▸ OBJECTIVES
1. Repeat word for word the passage of the Ceph role-check module text below, starting at "Primary LanguagePython" and ending at "run playbooks programmatically.".
2. In the Ceph role-check module text below, what is the default value of the deployment parameter?

▸ TEXT
——————
/ceph-check-role

Custom ansible module to valid a potential host against different ceph roles

Primary LanguagePython

ceph_check_role

This project provides a custom ansible module. It's goal is to validate a candidate Ceph host, against the intended Ceph roles and where problems are found pass them back, so they can be consumed by other ansible tasks or systems that run playbooks programmatically.

Requirements

  • python 2.7 or python 3.x
  • ansible 2.6 or above

Tested Against

  • RHEL 7.4 : ansible 2.6.5, python 2.7.5
  • Fedora 28: ansible 2.7.0, python 2.7.15

Custom Module Description

The module takes the following parameters;

Name Description Required Default
mode describes the usage of the cluster, either prod or dev No prod
deployment describes the type of deployment, either rpm or container No rpm
roles A comma separated string that describes the intended Ceph roles that the host should support (mons, osds, rgws, iscsigws, mdss) Yes NONE

Invocation Example

  tasks:
    - name: check host configuration against desired ceph role(s)
——————
▸ DATA SECTION
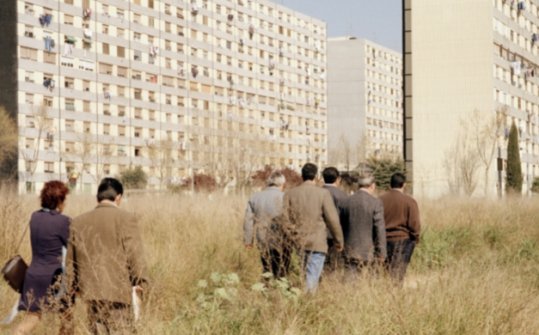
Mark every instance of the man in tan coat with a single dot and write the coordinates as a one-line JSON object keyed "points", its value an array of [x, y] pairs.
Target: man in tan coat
{"points": [[308, 210], [106, 260], [401, 215]]}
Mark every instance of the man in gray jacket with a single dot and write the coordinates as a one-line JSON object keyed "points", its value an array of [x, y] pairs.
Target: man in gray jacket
{"points": [[332, 182], [308, 210], [262, 219], [364, 228]]}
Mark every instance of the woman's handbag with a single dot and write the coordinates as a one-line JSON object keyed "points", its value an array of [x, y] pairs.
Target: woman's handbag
{"points": [[14, 270]]}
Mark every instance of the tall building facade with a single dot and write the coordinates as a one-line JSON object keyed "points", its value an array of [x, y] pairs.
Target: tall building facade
{"points": [[364, 101], [470, 71], [215, 86]]}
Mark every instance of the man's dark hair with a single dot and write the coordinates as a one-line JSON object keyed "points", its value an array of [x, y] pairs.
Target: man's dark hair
{"points": [[309, 171], [330, 175], [109, 189], [397, 180]]}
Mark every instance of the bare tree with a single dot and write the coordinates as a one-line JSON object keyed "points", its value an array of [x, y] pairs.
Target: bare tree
{"points": [[486, 133], [85, 150], [42, 122], [461, 161], [8, 145], [161, 153], [474, 147]]}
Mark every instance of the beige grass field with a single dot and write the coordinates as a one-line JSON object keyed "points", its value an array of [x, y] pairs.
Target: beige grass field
{"points": [[476, 271]]}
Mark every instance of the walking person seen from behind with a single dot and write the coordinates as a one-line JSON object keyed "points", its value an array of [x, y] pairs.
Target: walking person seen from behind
{"points": [[49, 233], [106, 261], [309, 211], [263, 219], [401, 215], [364, 229]]}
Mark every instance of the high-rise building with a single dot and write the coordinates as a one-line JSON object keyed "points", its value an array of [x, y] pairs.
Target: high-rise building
{"points": [[215, 86], [364, 101], [470, 71]]}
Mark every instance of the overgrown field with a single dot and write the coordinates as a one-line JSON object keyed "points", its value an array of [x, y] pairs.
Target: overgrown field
{"points": [[476, 271]]}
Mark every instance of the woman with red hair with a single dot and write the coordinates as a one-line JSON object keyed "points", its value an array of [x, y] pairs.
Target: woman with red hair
{"points": [[49, 233]]}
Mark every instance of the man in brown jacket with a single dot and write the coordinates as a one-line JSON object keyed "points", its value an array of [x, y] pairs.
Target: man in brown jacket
{"points": [[309, 209], [106, 259], [363, 227], [401, 215]]}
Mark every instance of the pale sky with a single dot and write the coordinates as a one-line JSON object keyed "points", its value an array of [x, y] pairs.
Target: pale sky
{"points": [[377, 20]]}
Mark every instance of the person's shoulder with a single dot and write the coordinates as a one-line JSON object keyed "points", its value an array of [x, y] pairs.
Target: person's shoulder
{"points": [[409, 198]]}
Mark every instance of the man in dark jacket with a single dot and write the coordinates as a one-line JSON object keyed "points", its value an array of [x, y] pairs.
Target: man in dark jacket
{"points": [[262, 220], [401, 215], [332, 182], [363, 228]]}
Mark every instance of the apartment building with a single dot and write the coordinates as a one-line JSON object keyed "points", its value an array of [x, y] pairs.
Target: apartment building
{"points": [[465, 58], [207, 86], [364, 101]]}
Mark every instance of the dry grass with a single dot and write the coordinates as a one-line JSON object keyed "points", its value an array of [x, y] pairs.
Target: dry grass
{"points": [[476, 271]]}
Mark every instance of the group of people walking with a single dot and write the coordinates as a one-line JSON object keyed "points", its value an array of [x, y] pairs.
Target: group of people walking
{"points": [[97, 257], [329, 228]]}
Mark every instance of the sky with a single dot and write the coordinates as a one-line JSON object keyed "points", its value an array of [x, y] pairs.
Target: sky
{"points": [[377, 20]]}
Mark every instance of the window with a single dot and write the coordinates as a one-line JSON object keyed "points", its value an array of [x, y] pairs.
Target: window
{"points": [[70, 104], [120, 52], [48, 167], [105, 68], [69, 83], [47, 101], [29, 31], [29, 77], [122, 72], [29, 98], [86, 106], [49, 57], [28, 53], [70, 125], [68, 19], [28, 8]]}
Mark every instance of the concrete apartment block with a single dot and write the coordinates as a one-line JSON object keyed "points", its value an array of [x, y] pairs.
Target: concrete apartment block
{"points": [[364, 101], [463, 59], [206, 86]]}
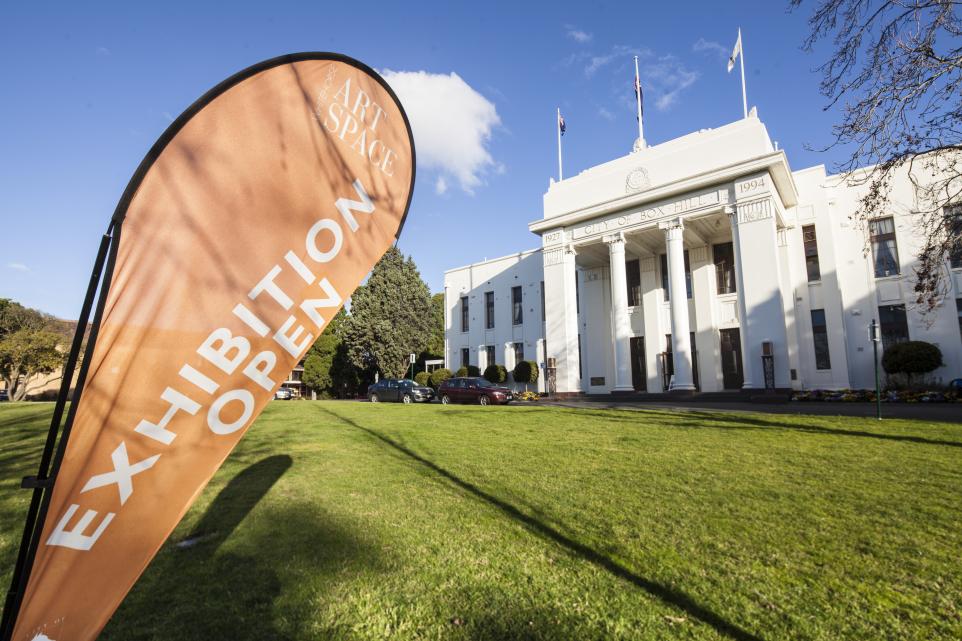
——————
▸ THE RESULTS
1.
Primary LanguagePython

ceph_check_role

This project provides a custom ansible module. It's goal is to validate a candidate Ceph host, against the intended Ceph roles and where problems are found pass them back, so they can be consumed by other ansible tasks or systems that run playbooks programmatically.

2. rpm